The world according to Gallo
If Joe Gallo has his way, everyone in the world will be drinking Gallo wines. They just won’t know it.
The American vintner’s new French wine, Red Bicyclette, is tailor-made for America’s sweeter-is-better palate. Gallo’s got the consumer research to prove it’s going to be a winner and the marketing muscle to push it through grocery stores and discount chains around the country.
But Gallo’s plans for this sunny vin de pays from France’s Languedoc region don’t stop at the U.S. border. The whimsical Frenchman on a spindly red bike that graces the bright yellow label, first seen last fall on American supermarket shelves, will be doing a tour de France -- showing up in wine stores throughout the country, and then pedaling across Europe.
It is the globalization of wine a la Gallo, a challenge not just to French vintners making wine on their own turf but to the entire Old World of wine. Eventually, Gallo plans to produce wines in every major winemaking region on the globe.
“French wine is the gold standard,” says Gallo, noting that his research shows that American consumers consider it the best wine in the world. But they’re drinking less and less of it because it’s too hard to understand, Gallo says. It is a pattern of declining consumption that holds true with French wine drinkers in France as well, according to Gallo.
With Italian wine, says Gallo, there’s a similar paradox. “Americans love Chianti. They just don’t like the way it tastes.” The romantic image in consumers’ imaginations doesn’t fit with the dry, acidic wines they’ve had to drink. So, again, they are buying less and less of it, says Gallo’s market research.
Breaking free of these patterns won’t be easy. And Gallo’s reputation as the maker of Hearty Burgundy jug wine is no help. As it did with its first Italian wines -- Ecco Domani and Bella Sera are the alpha and beta tests of this international strategy -- Gallo chose not to put its name on the imported bottles or the marketing materials. They’re Gallo wines, but they don’t say Gallo.
For consumers, Red Bicyclette is a fun wine from Southern France; Gallo’s Da Vinci Chianti is a Tuscan Sangiovese that happens to be made in Leonardo da Vinci’s hometown; and Pont d’Avignon, a Cotes-du-Rhone that Gallo plans to introduce in March, is a wine made by a French vintner who must live in that lovely place we all grew up singing about.
In reality, it is the on-the-nose, unintimidating wine names and the eye-popping labels that actually give away the fact that these are Gallo wines. The road to world domination for the largest producer of American wine -- Gallo shipped 70 million cases of California wine last year -- has been paved with years of disciplined market research.
Gallo’s new international focus is a dramatic departure from the family’s California-centric past, only recently made evident as Gallo has announced one after another of its international wines. Each wine is made with a partner in the region: a French grape cooperative in the Languedoc, another in the Cotes-du-Rhone, an Italian cooperative in Chianti. Gallo also recently partnered with Whitehaven, a family-owned winery in New Zealand, and McWilliam’s, a family-owned wine company in Australia.
The rollout continues this year as Gallo plans to announce a wine project in Chile; a Gallo wine from Germany will be next.
No one in the wine industry has ever tried to make so many new wines in so many different places at the same time, according to industry analysts.

[Source data]

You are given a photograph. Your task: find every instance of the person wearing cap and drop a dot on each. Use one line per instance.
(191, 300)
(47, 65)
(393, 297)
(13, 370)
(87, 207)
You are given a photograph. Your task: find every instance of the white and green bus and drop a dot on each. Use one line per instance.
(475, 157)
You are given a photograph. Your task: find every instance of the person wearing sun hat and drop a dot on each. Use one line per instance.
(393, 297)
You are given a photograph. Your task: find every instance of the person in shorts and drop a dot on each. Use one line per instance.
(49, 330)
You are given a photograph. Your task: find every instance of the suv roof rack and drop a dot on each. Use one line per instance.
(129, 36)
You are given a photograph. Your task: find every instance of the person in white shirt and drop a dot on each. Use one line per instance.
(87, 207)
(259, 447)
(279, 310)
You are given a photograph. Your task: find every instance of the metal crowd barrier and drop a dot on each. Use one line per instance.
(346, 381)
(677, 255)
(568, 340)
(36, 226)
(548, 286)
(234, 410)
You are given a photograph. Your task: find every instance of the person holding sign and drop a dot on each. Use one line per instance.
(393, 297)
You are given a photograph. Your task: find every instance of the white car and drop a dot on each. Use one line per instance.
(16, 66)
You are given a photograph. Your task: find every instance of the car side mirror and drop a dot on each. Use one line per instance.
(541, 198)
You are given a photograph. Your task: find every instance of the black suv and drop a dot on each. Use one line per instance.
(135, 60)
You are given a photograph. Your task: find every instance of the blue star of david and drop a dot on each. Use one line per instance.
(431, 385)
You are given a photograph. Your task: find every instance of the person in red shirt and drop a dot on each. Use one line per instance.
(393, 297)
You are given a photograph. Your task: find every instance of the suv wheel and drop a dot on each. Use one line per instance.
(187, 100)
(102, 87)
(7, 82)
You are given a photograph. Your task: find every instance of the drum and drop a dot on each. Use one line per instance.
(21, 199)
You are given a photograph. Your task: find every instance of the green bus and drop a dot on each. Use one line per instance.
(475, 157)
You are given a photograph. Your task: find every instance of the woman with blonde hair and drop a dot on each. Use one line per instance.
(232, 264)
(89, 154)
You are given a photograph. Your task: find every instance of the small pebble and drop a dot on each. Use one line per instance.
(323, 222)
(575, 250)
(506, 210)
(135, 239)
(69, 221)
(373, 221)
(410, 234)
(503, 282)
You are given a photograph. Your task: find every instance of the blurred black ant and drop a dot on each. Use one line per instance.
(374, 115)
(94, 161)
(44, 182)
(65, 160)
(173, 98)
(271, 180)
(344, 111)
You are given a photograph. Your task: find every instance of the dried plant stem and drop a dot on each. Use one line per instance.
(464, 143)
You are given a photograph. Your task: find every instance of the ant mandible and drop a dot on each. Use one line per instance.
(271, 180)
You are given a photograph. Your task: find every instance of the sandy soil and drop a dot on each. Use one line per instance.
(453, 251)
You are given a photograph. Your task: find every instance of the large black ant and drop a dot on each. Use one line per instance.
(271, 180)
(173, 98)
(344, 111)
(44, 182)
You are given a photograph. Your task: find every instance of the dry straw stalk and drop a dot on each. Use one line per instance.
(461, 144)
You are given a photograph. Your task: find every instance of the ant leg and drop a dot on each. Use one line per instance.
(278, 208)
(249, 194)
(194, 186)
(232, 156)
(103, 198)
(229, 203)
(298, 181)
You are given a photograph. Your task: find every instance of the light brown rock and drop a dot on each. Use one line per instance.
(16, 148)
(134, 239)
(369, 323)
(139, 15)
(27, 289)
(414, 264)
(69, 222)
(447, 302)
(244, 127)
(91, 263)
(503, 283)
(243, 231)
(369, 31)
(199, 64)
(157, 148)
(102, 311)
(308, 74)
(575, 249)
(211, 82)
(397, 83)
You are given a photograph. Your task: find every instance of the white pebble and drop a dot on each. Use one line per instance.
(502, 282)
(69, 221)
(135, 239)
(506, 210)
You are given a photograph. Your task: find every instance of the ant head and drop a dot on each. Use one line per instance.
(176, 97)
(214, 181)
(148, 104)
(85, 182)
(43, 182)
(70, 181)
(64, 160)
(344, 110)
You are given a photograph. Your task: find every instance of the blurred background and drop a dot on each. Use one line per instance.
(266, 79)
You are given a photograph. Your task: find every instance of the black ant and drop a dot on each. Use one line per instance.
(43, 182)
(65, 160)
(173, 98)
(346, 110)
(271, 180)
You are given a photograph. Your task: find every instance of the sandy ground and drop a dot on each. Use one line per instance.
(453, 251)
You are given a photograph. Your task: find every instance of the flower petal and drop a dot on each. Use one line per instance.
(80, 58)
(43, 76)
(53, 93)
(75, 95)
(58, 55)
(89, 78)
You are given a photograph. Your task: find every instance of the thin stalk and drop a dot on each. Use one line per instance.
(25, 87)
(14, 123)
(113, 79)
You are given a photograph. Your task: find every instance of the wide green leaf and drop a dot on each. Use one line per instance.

GOAL: Copy the passage of the Gallo article from "It is the globalization" to "according to Gallo." word for word. Work only from the Gallo article, not from the items.

REPLY TO THE TASK:
It is the globalization of wine a la Gallo, a challenge not just to French vintners making wine on their own turf but to the entire Old World of wine. Eventually, Gallo plans to produce wines in every major winemaking region on the globe.
“French wine is the gold standard,” says Gallo, noting that his research shows that American consumers consider it the best wine in the world. But they’re drinking less and less of it because it’s too hard to understand, Gallo says. It is a pattern of declining consumption that holds true with French wine drinkers in France as well, according to Gallo.